改写这份关于 Fluentd 日志采集的文档中以含有“下载 Kubernetes ConfigMap”的词语开头、以“接下来我们来介绍下 Fluentd 配置文件如何配置，先放出完全配置，然后我们对里面的一些配置要点进行详细说明。”结尾的部分，并把其中的“集群”换成“群集”。
── 文档节选 ──
Fluentd 将换行多行日志 JSON 合并;
Fluentd 使用 Kubernetes Metadata Plugin 检测出 Kubernetes 的 Metadata 数据进行过滤，如 Namespace、Pod Name 等；
Fluentd 使用 ElasticSearch 插件将整理完的 JSON 日志输出到 ElasticSearch 中;
ElasticSearch 建立对应索引，持久化日志信息。
Kibana 检索 ElasticSearch 中 Kubernetes 日志相关信息进行展示。

准备 Fluentd 配置文件

详情请访问 Kubernetes Fluentd Github地址：https://github.com/kubernetes/kubernetes/tree/master/cluster/addons/fluentd-elasticsearch

下载配置文件

下载 Kubernetes ConfigMap 的配置 yaml 文件，里面包含了 Fluentd 采集 Kubernetes 集群日志的相关配置，需要提前将其下载修改一些配置让其更适合我们 Kubernetes 集群日志采集。

wget https://raw.githubusercontent.com/kubernetes/kubernetes/master/cluster/addons/fluentd-elasticsearch/fluentd-es-configmap.yaml

配置文件分析

接下来我们来介绍下 Fluentd 配置文件如何配置，先放出完全配置，然后我们对里面的一些配置要点进行详细说明。

kind: ConfigMap
apiVersion: v1
metadata:
  name: fluentd-es-config-v0.2.0
  namespace: kube-system
  labels:
    addonmanager.kubernetes.io/mode: Reconcile
data:
  ###### 系统配置，默认即可 #######
  system.conf: |-
    <system>
      root_dir /tmp/fluentd-buffers/
    </system>
    
  ###### 容器日志—收集配置 #######    
  containers.input.conf: |-
    # ------采集 Kubernetes 容器日志-------
    <source>                                  
      @id fluentd-containers.log
      @type tail                              #---Fluentd 内置的输入方式，其原理是不停地从源文件中获取新的日志。
───
── 提取材料 ──
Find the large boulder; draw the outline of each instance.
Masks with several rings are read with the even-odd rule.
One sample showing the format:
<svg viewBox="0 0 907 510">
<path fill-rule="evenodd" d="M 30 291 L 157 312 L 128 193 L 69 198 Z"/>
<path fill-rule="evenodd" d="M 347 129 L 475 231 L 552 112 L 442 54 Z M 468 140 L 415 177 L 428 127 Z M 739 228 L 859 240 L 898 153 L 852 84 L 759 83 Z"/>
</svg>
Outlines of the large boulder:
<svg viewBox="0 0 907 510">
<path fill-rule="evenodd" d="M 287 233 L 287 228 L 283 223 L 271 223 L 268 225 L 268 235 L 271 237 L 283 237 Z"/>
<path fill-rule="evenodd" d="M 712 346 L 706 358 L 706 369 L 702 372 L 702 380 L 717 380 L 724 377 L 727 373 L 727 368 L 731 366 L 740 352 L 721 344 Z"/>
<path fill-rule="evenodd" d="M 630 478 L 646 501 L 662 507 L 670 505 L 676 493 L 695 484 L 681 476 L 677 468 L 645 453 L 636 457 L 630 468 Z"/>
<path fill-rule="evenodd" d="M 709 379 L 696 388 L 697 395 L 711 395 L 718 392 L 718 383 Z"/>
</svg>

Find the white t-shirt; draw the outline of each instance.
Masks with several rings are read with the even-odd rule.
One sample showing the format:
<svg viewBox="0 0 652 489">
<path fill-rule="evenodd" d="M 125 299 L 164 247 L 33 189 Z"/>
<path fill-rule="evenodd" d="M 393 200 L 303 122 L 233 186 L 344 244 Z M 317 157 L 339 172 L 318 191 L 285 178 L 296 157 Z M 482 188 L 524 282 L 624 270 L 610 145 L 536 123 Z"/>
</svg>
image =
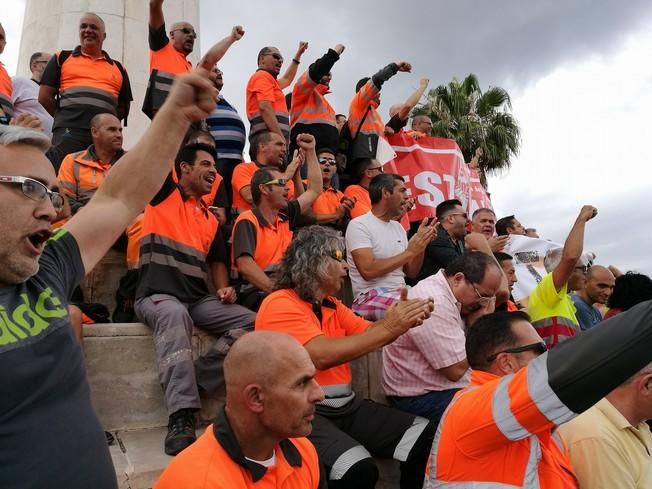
───
输出结果:
下载 Kubernetes ConfigMap 的配置 yaml 文件，里面包含了 Fluentd 采集 Kubernetes 群集日志的相关配置，需要提前将其下载修改一些配置让其更适合我们 Kubernetes 群集日志采集。

wget https://raw.githubusercontent.com/kubernetes/kubernetes/master/cluster/addons/fluentd-elasticsearch/fluentd-es-configmap.yaml

配置文件分析

接下来我们来介绍下 Fluentd 配置文件如何配置，先放出完全配置，然后我们对里面的一些配置要点进行详细说明。